◆ **Série de consignes**
1 > Dans l'extrait sur l'intervention de Sheila Tlou, à quelle heure s'est-elle levée pour prendre la parole ?
2 > Rédigez la suite de l'extrait sur l'intervention de Sheila Tlou en reprenant après sa dernière phrase.

◆ **Extrait choisi**
Mais quid de la troisième intervenante du jour, docteur Sheila Tlou, directrice de l’équipe ONUSIDA d’appui aux pays d’Afrique Orientale et Australe et Personnalité Eminente des Nations Unies pour les Femmes, Filles et le VIH/ sida en Afrique Australe ? Quid de la seule intervenante de la matinée venant du sud, ancienne ministre de la santé du Botswana, un des pays les plus touchés au monde par la pandémie (plus d’une personne sur cinq) ? Quid du témoignage d’une femme qui a mis en place dans son pays, un programme réussi de prévention, traitement et prise en charge du VIH/sida à l’échelle d’une population entière dans un pays d’Afrique où 80% des patients au stade sida ont aujourd’hui accès à un traitement ARV et où la transmission mère-enfant a été ramenée à moins de 5% en 4 ans ?


Elle était là, pourtant, comme prévu. Elle s’est levée, à 10h35, devant une salle aux trois quarts vide, introduite par Margaret Chan -présidente de l’OMS- dans l’indifférence totale et au milieu d’un brouhaha de salle qui se vide. Et Mme Tlou a commencé par s’excuser d’avoir la parole avec une heure de retard, comme si c’était sa faute. Puis elle a chanté, une prière en hommage à tous ceux qui vivent ou meurent avec le VIH dans leur vie. Moment extraordinaire de courage de cette femme fière qui chante a capella, faisant naitre des sourires amusés et surpris sur les quelques visages encore présents.

◆ **Données fournies**
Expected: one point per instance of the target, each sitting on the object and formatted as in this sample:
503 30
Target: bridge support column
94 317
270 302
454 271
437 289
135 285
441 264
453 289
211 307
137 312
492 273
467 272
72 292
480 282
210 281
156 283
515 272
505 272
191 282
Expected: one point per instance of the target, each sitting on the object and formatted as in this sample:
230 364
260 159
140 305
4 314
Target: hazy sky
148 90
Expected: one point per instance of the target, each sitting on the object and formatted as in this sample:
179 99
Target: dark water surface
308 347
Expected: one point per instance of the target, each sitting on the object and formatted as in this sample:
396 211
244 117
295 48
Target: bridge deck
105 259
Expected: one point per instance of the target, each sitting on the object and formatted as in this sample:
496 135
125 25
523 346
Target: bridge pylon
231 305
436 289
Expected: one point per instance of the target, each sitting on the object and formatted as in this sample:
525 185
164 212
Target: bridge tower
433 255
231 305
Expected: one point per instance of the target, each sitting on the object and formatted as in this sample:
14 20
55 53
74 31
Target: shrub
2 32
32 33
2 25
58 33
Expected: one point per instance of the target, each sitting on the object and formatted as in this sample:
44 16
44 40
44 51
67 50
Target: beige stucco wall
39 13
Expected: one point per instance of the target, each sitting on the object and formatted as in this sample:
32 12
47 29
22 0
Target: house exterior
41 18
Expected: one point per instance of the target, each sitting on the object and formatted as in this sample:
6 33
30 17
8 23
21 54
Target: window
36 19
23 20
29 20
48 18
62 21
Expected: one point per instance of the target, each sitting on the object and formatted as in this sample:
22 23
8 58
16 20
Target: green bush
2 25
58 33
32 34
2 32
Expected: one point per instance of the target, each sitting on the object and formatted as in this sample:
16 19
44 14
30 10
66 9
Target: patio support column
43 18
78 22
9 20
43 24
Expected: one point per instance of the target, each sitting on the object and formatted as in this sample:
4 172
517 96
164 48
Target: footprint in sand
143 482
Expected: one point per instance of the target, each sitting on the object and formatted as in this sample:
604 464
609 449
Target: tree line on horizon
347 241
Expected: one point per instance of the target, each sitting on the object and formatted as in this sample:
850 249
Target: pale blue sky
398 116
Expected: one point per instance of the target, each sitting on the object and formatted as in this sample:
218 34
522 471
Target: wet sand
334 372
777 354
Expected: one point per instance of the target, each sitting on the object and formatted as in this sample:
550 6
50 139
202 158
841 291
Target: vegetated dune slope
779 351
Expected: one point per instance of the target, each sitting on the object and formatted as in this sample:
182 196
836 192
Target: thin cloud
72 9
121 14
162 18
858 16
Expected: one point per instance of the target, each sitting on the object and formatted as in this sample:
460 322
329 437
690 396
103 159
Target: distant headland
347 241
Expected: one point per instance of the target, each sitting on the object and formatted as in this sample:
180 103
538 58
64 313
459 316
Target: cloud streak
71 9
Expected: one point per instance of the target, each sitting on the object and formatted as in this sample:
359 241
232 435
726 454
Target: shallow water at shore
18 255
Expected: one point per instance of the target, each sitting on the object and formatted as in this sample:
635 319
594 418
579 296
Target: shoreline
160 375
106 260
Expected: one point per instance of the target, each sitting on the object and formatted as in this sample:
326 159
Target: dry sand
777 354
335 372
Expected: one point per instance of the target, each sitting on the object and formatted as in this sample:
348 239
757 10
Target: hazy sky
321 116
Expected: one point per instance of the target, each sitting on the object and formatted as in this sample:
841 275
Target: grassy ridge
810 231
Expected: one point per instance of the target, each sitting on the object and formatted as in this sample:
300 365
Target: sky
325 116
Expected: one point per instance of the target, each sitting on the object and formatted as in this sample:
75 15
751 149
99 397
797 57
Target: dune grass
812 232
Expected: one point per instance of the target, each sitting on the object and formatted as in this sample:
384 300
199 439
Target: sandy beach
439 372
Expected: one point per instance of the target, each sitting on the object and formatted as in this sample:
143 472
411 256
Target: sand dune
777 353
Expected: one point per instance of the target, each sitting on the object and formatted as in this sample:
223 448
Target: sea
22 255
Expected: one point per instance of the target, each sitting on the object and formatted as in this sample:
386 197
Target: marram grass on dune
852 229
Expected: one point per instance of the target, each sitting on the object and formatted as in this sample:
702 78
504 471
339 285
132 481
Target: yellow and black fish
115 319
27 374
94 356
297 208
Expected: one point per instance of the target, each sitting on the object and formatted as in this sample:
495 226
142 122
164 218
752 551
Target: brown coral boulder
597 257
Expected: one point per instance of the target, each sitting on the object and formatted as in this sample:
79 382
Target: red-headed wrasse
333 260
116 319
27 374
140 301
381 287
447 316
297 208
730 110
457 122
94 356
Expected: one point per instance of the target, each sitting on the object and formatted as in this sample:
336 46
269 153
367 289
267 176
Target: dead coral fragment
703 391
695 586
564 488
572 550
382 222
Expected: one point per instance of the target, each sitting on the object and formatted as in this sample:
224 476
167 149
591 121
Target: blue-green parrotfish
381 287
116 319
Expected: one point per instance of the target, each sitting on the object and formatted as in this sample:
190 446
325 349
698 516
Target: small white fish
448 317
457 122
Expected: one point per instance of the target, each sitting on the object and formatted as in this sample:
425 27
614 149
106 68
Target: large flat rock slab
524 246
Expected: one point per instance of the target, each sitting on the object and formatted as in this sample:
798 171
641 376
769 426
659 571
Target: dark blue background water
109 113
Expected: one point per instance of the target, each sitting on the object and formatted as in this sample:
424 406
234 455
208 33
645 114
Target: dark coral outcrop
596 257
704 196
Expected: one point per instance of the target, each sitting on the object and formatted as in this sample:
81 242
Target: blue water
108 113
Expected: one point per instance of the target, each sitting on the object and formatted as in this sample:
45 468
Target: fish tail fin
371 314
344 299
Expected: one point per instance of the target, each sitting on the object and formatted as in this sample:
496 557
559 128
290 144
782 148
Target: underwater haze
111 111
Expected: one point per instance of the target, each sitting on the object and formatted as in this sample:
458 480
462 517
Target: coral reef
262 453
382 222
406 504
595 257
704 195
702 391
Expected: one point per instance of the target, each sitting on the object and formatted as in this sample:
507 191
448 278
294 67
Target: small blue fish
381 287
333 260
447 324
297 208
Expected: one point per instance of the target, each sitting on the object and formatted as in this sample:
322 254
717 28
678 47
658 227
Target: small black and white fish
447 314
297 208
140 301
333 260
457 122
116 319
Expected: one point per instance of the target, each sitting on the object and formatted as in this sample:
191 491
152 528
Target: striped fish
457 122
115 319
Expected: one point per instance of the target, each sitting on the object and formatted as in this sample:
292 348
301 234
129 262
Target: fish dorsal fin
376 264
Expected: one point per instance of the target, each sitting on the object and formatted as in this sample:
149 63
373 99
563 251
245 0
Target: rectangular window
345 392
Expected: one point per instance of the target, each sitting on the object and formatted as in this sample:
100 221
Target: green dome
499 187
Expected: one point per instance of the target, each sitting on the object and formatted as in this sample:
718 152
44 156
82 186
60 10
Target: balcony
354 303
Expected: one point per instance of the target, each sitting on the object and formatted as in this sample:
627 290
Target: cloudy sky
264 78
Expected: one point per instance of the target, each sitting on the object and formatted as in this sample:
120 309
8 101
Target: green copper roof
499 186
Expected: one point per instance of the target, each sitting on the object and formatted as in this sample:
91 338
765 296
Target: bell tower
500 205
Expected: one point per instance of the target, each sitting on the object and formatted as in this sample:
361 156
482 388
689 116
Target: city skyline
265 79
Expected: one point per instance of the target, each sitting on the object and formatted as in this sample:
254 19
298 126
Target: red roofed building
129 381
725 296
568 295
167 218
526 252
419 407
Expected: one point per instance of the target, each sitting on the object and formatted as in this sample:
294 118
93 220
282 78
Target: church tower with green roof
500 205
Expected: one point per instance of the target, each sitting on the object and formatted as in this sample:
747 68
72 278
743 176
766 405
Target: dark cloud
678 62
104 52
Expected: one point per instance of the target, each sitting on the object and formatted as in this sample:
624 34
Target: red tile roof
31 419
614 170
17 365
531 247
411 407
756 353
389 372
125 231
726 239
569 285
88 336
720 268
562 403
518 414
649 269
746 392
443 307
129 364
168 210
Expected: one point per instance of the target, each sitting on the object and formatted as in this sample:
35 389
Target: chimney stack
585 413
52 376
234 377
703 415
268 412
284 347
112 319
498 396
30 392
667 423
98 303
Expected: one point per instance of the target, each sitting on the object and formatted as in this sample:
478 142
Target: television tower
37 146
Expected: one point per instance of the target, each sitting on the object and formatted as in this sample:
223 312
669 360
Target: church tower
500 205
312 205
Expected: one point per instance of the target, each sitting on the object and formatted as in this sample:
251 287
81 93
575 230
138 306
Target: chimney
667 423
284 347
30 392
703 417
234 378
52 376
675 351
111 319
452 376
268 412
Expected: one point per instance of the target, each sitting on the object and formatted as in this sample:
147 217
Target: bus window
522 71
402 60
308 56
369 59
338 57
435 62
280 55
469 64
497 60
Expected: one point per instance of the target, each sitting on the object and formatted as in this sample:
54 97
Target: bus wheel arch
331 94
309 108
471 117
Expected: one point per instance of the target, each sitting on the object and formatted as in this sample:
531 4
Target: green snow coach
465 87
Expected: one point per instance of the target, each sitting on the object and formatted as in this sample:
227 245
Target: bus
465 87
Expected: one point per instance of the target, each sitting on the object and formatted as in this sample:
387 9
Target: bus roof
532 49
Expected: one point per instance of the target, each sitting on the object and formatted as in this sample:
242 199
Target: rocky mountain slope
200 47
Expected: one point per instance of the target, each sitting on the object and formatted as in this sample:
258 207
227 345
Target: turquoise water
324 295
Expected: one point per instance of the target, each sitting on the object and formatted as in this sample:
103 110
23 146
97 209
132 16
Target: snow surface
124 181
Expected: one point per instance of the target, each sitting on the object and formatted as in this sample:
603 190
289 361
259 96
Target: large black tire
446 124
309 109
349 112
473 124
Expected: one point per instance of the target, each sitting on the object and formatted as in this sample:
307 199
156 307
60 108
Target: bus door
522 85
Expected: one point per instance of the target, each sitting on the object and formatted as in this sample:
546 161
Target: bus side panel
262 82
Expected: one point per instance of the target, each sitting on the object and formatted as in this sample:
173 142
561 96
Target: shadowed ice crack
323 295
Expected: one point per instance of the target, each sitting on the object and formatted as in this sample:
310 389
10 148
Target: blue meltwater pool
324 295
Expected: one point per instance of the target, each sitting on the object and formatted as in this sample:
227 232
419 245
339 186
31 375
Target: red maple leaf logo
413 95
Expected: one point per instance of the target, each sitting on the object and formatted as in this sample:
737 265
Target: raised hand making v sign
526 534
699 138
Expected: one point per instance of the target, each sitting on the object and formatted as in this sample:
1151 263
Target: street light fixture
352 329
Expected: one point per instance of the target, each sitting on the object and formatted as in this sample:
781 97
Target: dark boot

◆ **Réponses par consigne**
1 > À 10h35.

2 >
Enfin, elle a parlé. Elle n’a pas parlé avec l’assurance d’un scientifique qui explique les dernières découvertes permettant la fin théorique du sida. Elle n’a pas parlé non plus de la fin du sida aux Etats-Unis. Et elle n’a pas parlé d’une « AIDS-free generation » grâce aux millions de dollars promis par le gouvernement américain. Mais elle a parlé des dernières recommandations de l’OMS sur la transmission mère-enfant, qui proposent de mettre les femmes enceintes ayant plus de 350 CD4 sous traitement temporaire (grossesse et accouchement : option A ou grossesse, accouchement et allaitement : option B ; et ce à chaque nouvelle grossesse) si les gouvernements sont dans l’impossibilité financière d’assurer une tri-thérapie à vie (option B+). Elle a plaidé pour l’option B+, qui permet à l’enfant de naître sans VIH, et de ne pas devenir orphelin, considérant qu’aucun pays ou aucune femme ne devraient accepter les options A ou B et affirmant « If men were getting pregnant we wouldn’t wonder about cost of option B+ ».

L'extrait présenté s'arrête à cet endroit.